* **Problem to work on**:
All of the records below need to be copied exactly.

--- begin Data for this exercise ---

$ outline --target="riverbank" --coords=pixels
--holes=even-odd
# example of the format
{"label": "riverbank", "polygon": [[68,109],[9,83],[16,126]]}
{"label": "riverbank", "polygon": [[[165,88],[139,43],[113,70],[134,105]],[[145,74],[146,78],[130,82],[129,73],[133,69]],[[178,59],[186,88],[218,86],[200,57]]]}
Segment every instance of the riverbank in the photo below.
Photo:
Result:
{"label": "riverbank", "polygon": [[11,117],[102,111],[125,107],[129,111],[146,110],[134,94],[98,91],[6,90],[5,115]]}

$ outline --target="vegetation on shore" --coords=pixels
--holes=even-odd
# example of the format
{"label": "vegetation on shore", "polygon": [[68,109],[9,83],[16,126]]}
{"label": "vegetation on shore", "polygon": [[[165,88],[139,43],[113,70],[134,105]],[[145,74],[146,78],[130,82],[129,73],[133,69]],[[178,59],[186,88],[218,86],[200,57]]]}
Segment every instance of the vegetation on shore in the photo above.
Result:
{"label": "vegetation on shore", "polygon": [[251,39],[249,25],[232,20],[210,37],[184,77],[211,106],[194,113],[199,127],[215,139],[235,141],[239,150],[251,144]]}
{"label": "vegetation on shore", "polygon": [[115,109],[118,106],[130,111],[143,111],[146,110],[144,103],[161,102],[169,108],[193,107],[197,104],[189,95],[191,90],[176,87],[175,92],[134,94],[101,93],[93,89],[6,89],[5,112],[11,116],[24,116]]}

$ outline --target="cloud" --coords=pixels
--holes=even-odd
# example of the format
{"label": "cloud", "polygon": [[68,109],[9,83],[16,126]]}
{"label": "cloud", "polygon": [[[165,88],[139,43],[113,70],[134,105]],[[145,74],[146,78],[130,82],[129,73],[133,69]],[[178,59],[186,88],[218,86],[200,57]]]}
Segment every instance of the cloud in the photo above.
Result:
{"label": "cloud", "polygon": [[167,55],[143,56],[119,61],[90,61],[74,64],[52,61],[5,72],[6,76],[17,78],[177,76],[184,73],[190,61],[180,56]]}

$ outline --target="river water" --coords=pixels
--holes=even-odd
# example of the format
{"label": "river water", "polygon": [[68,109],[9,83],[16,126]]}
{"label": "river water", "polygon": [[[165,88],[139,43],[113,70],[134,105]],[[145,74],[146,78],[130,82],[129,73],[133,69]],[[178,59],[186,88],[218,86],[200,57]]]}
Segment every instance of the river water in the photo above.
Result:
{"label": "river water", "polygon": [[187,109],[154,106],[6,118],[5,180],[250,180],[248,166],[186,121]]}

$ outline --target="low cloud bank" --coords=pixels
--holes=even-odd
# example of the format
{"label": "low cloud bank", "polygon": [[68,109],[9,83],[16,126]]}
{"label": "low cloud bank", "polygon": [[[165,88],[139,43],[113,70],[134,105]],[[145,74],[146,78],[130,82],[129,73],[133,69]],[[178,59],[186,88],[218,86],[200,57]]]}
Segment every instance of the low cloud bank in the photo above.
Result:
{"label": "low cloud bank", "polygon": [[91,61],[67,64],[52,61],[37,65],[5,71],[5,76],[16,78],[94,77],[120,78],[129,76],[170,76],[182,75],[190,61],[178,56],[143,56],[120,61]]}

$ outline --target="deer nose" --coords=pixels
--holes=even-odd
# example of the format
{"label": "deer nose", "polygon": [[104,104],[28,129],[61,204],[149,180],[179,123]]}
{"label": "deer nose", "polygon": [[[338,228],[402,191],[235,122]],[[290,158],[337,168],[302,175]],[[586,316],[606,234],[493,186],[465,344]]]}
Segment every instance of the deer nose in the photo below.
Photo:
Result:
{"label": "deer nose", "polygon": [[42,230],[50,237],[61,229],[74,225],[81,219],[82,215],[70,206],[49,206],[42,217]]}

--- end Data for this exercise ---

* **Answer to the problem**:
$ outline --target="riverbank" --coords=pixels
--holes=even-odd
# example of the format
{"label": "riverbank", "polygon": [[68,109],[9,83],[16,126]]}
{"label": "riverbank", "polygon": [[[165,88],[139,43],[113,70],[134,105]],[[145,74],[146,78],[130,82],[129,73],[133,69]],[[178,59],[186,88],[218,86],[200,57]]]}
Segment every instance of the riverbank in the photo below.
Photo:
Result:
{"label": "riverbank", "polygon": [[11,117],[102,111],[125,107],[129,111],[146,110],[134,94],[98,91],[6,90],[5,115]]}

$ outline --target="vegetation on shore" --coords=pixels
--holes=even-odd
# example of the format
{"label": "vegetation on shore", "polygon": [[68,109],[9,83],[16,126]]}
{"label": "vegetation on shore", "polygon": [[[165,88],[139,43],[113,70],[134,105]],[[145,74],[146,78],[130,82],[129,73],[133,69]],[[178,59],[186,88],[218,86],[200,57]]]}
Segment every instance of the vegetation on shore in the photo above.
Result:
{"label": "vegetation on shore", "polygon": [[251,39],[249,25],[232,20],[210,37],[184,77],[211,106],[194,113],[199,127],[215,139],[235,141],[239,150],[251,144]]}
{"label": "vegetation on shore", "polygon": [[115,109],[118,106],[130,111],[143,111],[146,110],[144,103],[161,102],[169,108],[193,107],[197,104],[189,95],[191,90],[176,87],[175,92],[134,94],[101,93],[93,89],[6,89],[5,112],[11,116],[24,116]]}

$ outline --target="cloud" --coords=pixels
--holes=even-odd
# example of the format
{"label": "cloud", "polygon": [[68,109],[9,83],[16,126]]}
{"label": "cloud", "polygon": [[[165,88],[139,43],[113,70],[134,105]],[[145,74],[146,78],[130,82],[129,73],[133,69]],[[178,59],[186,88],[218,86],[200,57]]]}
Segment every instance of the cloud in the photo above.
Result:
{"label": "cloud", "polygon": [[167,55],[143,56],[119,61],[90,61],[74,64],[52,61],[5,72],[6,76],[17,78],[177,76],[184,73],[190,61],[180,56]]}

$ outline --target="river water" --coords=pixels
--holes=even-odd
# example of the format
{"label": "river water", "polygon": [[68,109],[9,83],[16,126]]}
{"label": "river water", "polygon": [[[165,88],[139,43],[113,70],[134,105]],[[145,74],[146,78],[130,82],[129,73],[133,69]],[[178,59],[186,88],[218,86],[200,57]]]}
Segment every instance of the river water in the photo above.
Result:
{"label": "river water", "polygon": [[187,109],[154,106],[6,118],[5,180],[250,180],[248,166],[186,121]]}

$ outline --target="low cloud bank" --coords=pixels
--holes=even-odd
# example of the format
{"label": "low cloud bank", "polygon": [[68,109],[9,83],[16,126]]}
{"label": "low cloud bank", "polygon": [[[165,88],[139,43],[113,70],[134,105]],[[145,74],[146,78],[130,82],[129,73],[133,69]],[[178,59],[186,88],[218,86],[200,57]]]}
Segment every instance of the low cloud bank in the photo above.
Result:
{"label": "low cloud bank", "polygon": [[91,61],[67,64],[52,61],[37,65],[5,71],[5,76],[16,78],[94,77],[120,78],[129,76],[170,76],[182,75],[190,61],[178,56],[143,56],[120,61]]}

$ outline --target="deer nose" --coords=pixels
--holes=even-odd
# example of the format
{"label": "deer nose", "polygon": [[104,104],[28,129],[61,204],[149,180],[179,123]]}
{"label": "deer nose", "polygon": [[[338,228],[402,191],[235,122]],[[290,158],[337,168],[302,175]],[[586,316],[606,234],[493,186],[465,344]]]}
Segment every instance of the deer nose in the photo below.
Photo:
Result:
{"label": "deer nose", "polygon": [[42,230],[50,237],[61,229],[74,225],[81,219],[82,215],[70,206],[49,206],[42,217]]}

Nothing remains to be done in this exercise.